## GIVEN EXERCISE
Update the items below by swapping each "instance" for "object" and keeping everything else the same.

## INFORMATION SUPPLIED
↓↓↓

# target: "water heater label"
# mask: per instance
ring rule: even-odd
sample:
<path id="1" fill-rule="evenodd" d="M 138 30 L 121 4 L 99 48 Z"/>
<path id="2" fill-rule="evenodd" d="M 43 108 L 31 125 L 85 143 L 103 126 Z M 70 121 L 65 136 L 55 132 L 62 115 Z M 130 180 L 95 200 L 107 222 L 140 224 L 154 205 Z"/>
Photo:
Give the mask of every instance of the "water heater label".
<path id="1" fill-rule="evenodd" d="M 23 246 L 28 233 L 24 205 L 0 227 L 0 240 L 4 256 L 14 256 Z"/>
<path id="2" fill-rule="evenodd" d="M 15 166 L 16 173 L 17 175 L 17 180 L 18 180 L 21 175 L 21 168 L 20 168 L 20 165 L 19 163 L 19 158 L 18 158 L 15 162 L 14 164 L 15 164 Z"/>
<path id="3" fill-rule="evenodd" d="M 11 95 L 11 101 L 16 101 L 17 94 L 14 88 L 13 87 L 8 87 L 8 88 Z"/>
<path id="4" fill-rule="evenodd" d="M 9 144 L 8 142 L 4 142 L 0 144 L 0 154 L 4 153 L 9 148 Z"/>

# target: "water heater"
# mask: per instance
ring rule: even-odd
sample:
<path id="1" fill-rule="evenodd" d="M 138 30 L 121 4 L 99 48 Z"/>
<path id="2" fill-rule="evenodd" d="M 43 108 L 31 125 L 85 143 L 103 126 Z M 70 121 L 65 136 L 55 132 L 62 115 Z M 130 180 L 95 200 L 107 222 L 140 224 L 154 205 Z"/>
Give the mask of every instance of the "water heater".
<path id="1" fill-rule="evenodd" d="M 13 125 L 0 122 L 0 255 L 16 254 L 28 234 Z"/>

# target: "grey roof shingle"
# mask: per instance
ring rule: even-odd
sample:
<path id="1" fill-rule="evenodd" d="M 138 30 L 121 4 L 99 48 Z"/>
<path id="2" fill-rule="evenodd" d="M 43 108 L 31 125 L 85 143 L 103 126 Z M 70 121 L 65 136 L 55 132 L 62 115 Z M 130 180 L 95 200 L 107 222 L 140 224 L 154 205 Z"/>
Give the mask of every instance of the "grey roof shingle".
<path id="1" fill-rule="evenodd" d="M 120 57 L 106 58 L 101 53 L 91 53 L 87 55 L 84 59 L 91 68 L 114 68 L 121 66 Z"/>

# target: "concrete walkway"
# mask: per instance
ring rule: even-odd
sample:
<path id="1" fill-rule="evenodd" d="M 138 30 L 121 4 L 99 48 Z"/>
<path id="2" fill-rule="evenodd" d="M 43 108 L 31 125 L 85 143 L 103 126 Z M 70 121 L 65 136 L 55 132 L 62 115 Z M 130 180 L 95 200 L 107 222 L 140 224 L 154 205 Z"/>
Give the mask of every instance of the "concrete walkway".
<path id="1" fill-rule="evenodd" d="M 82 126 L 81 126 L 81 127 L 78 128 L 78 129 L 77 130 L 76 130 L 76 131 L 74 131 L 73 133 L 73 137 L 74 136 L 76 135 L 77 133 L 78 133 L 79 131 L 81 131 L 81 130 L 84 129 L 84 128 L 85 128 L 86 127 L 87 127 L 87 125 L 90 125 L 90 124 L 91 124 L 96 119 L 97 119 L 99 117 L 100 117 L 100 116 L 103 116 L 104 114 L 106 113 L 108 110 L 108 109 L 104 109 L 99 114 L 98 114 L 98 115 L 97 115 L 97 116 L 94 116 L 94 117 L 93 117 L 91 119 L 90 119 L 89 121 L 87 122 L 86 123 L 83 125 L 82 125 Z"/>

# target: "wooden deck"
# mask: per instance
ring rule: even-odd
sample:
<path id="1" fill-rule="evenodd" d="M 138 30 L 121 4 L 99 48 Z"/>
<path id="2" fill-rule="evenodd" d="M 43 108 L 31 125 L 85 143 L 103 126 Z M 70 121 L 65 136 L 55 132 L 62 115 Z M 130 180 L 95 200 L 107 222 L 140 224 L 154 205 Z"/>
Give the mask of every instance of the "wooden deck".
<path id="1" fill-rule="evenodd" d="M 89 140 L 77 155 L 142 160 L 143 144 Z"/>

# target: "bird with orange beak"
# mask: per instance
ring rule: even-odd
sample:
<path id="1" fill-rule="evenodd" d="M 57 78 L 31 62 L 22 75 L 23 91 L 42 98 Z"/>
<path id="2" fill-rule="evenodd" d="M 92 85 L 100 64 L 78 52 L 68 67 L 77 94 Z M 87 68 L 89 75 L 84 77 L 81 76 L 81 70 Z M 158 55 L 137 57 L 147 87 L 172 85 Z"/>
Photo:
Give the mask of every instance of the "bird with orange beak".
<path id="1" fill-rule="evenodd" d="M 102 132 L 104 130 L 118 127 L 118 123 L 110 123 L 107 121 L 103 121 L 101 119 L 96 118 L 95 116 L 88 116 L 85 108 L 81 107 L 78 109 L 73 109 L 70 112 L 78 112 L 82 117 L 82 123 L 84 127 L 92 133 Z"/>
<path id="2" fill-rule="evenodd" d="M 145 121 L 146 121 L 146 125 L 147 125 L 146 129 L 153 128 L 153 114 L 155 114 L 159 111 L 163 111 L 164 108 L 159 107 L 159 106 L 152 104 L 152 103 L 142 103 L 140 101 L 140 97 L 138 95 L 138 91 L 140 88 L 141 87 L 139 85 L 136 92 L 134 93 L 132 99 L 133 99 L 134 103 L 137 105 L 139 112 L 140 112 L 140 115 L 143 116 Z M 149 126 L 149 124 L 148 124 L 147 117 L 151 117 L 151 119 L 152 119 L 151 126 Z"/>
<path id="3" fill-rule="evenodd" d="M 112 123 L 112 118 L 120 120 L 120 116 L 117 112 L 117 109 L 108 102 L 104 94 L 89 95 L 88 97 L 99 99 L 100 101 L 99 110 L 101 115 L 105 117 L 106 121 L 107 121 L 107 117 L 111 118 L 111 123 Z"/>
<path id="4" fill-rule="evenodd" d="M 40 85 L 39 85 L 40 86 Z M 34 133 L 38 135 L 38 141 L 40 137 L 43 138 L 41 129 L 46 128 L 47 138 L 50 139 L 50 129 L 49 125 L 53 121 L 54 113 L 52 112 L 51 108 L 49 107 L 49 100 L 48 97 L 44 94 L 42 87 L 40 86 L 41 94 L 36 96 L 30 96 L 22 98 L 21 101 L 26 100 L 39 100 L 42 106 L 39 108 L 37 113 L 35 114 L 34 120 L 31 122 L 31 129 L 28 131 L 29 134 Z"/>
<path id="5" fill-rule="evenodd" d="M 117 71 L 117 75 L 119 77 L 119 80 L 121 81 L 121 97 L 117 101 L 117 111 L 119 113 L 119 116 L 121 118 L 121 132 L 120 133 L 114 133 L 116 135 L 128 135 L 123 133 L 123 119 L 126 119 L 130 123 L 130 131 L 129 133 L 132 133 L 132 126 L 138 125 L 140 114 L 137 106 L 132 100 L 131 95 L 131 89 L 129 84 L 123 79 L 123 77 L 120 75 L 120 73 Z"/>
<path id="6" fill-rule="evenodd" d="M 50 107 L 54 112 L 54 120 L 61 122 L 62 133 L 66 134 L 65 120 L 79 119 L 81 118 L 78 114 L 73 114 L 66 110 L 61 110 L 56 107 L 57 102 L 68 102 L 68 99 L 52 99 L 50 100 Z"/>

↑↑↑

## TASK ANSWER
# target: "water heater label"
# mask: per object
ring rule: even-odd
sample:
<path id="1" fill-rule="evenodd" d="M 138 30 L 121 4 L 99 48 Z"/>
<path id="2" fill-rule="evenodd" d="M 43 108 L 31 125 L 85 143 L 103 126 Z M 70 121 L 65 136 L 55 132 L 62 115 Z M 130 180 L 95 200 L 107 222 L 140 224 L 154 205 Z"/>
Photo:
Give the mask of every object of the "water heater label".
<path id="1" fill-rule="evenodd" d="M 23 246 L 28 233 L 24 205 L 0 227 L 0 240 L 4 256 L 14 256 Z"/>
<path id="2" fill-rule="evenodd" d="M 15 166 L 16 173 L 17 175 L 17 180 L 18 180 L 21 175 L 21 168 L 20 168 L 20 165 L 19 163 L 19 158 L 18 158 L 15 162 L 14 164 L 15 164 Z"/>
<path id="3" fill-rule="evenodd" d="M 11 95 L 11 101 L 16 101 L 17 94 L 14 88 L 13 87 L 8 87 L 8 88 Z"/>
<path id="4" fill-rule="evenodd" d="M 9 144 L 8 142 L 4 142 L 0 144 L 0 154 L 4 153 L 9 148 Z"/>

# target: "water heater"
# mask: per object
ring rule: even-odd
sample:
<path id="1" fill-rule="evenodd" d="M 138 30 L 121 4 L 99 48 Z"/>
<path id="2" fill-rule="evenodd" d="M 43 108 L 31 125 L 85 143 L 103 126 Z M 70 121 L 65 136 L 55 132 L 62 115 Z M 130 180 L 95 200 L 107 222 L 140 224 L 154 205 Z"/>
Give the mask of every object of the "water heater".
<path id="1" fill-rule="evenodd" d="M 13 125 L 0 122 L 0 255 L 16 254 L 28 234 Z"/>

# target: "grey roof shingle"
# mask: per object
ring rule: even-odd
sample:
<path id="1" fill-rule="evenodd" d="M 138 30 L 121 4 L 99 48 Z"/>
<path id="2" fill-rule="evenodd" d="M 43 108 L 31 125 L 85 143 L 103 126 Z M 70 121 L 65 136 L 55 132 L 62 115 Z M 130 180 L 95 200 L 107 222 L 140 224 L 154 205 Z"/>
Give the mask of every object of the "grey roof shingle".
<path id="1" fill-rule="evenodd" d="M 120 57 L 106 58 L 101 53 L 91 53 L 87 55 L 84 59 L 91 68 L 114 68 L 121 66 Z"/>

# target: "concrete walkway"
# mask: per object
ring rule: even-odd
sample:
<path id="1" fill-rule="evenodd" d="M 138 30 L 121 4 L 99 48 Z"/>
<path id="2" fill-rule="evenodd" d="M 43 108 L 31 125 L 85 143 L 103 126 Z M 70 121 L 65 136 L 55 132 L 62 115 Z M 130 180 L 95 200 L 107 222 L 140 224 L 154 205 Z"/>
Give the mask of every object of the "concrete walkway".
<path id="1" fill-rule="evenodd" d="M 82 126 L 81 126 L 81 127 L 78 128 L 78 129 L 77 130 L 76 130 L 76 131 L 74 131 L 73 133 L 73 137 L 74 136 L 76 135 L 77 133 L 78 133 L 79 131 L 81 131 L 81 130 L 84 129 L 84 128 L 85 128 L 86 127 L 87 127 L 87 125 L 90 125 L 90 124 L 91 124 L 96 119 L 97 119 L 99 117 L 100 117 L 100 116 L 103 116 L 104 114 L 106 113 L 108 110 L 108 109 L 104 109 L 99 114 L 98 114 L 98 115 L 97 115 L 97 116 L 94 116 L 94 117 L 93 117 L 91 119 L 90 119 L 89 121 L 87 122 L 86 123 L 83 125 L 82 125 Z"/>

# target: "wooden deck"
# mask: per object
ring rule: even-odd
sample:
<path id="1" fill-rule="evenodd" d="M 138 30 L 121 4 L 99 48 Z"/>
<path id="2" fill-rule="evenodd" d="M 43 108 L 31 125 L 85 143 L 103 126 Z M 70 121 L 65 136 L 55 132 L 62 115 Z M 130 180 L 95 200 L 107 222 L 140 224 L 154 205 Z"/>
Give the mask of every object of the "wooden deck".
<path id="1" fill-rule="evenodd" d="M 89 140 L 77 155 L 142 160 L 143 144 Z"/>

# target: "bird with orange beak"
# mask: per object
ring rule: even-odd
sample:
<path id="1" fill-rule="evenodd" d="M 57 78 L 31 62 L 22 75 L 23 91 L 42 98 Z"/>
<path id="2" fill-rule="evenodd" d="M 92 85 L 100 64 L 78 52 L 68 67 L 77 94 Z M 87 68 L 89 75 L 84 77 L 81 76 L 81 70 Z M 158 55 L 137 57 L 147 87 L 172 85 Z"/>
Photo:
Give the mask of every object of the "bird with orange beak".
<path id="1" fill-rule="evenodd" d="M 102 132 L 104 130 L 118 127 L 118 123 L 110 123 L 107 121 L 103 121 L 101 119 L 96 118 L 95 116 L 88 116 L 85 108 L 81 107 L 78 109 L 73 109 L 70 112 L 78 112 L 82 117 L 82 123 L 84 127 L 92 133 Z"/>
<path id="2" fill-rule="evenodd" d="M 145 121 L 146 121 L 146 125 L 147 125 L 146 129 L 153 128 L 153 114 L 155 114 L 159 111 L 163 111 L 164 108 L 159 107 L 159 106 L 152 104 L 152 103 L 142 103 L 140 101 L 140 97 L 138 95 L 138 91 L 140 88 L 141 87 L 139 85 L 136 92 L 134 93 L 132 99 L 133 99 L 134 103 L 137 105 L 139 112 L 140 112 L 140 115 L 143 116 Z M 149 126 L 149 124 L 148 124 L 147 117 L 151 117 L 151 119 L 152 119 L 151 126 Z"/>
<path id="3" fill-rule="evenodd" d="M 112 123 L 112 118 L 120 120 L 120 116 L 117 112 L 117 109 L 108 102 L 104 94 L 89 95 L 88 97 L 99 99 L 100 101 L 99 110 L 101 115 L 105 117 L 106 121 L 107 121 L 107 117 L 111 118 L 111 123 Z"/>
<path id="4" fill-rule="evenodd" d="M 40 85 L 39 85 L 40 86 Z M 34 133 L 38 135 L 38 141 L 40 137 L 43 138 L 41 129 L 46 128 L 47 138 L 50 139 L 50 129 L 49 125 L 53 121 L 54 113 L 52 112 L 51 108 L 49 107 L 49 100 L 48 97 L 44 94 L 42 87 L 40 86 L 41 94 L 36 96 L 30 96 L 22 98 L 21 101 L 26 100 L 39 100 L 42 106 L 39 108 L 37 113 L 35 114 L 34 120 L 31 122 L 31 129 L 28 131 L 29 134 Z"/>
<path id="5" fill-rule="evenodd" d="M 117 71 L 117 75 L 119 77 L 119 80 L 121 81 L 121 97 L 117 101 L 117 111 L 119 113 L 119 116 L 121 118 L 121 132 L 120 133 L 114 133 L 116 135 L 128 135 L 123 133 L 123 119 L 126 119 L 130 123 L 130 131 L 129 133 L 132 133 L 132 126 L 138 125 L 140 114 L 137 106 L 132 100 L 131 95 L 131 89 L 129 84 L 123 79 L 123 77 L 120 75 L 120 73 Z"/>
<path id="6" fill-rule="evenodd" d="M 50 107 L 54 112 L 54 120 L 61 122 L 62 133 L 66 134 L 65 120 L 79 119 L 81 118 L 78 114 L 73 114 L 66 110 L 61 110 L 56 107 L 57 102 L 68 102 L 68 99 L 52 99 L 50 100 Z"/>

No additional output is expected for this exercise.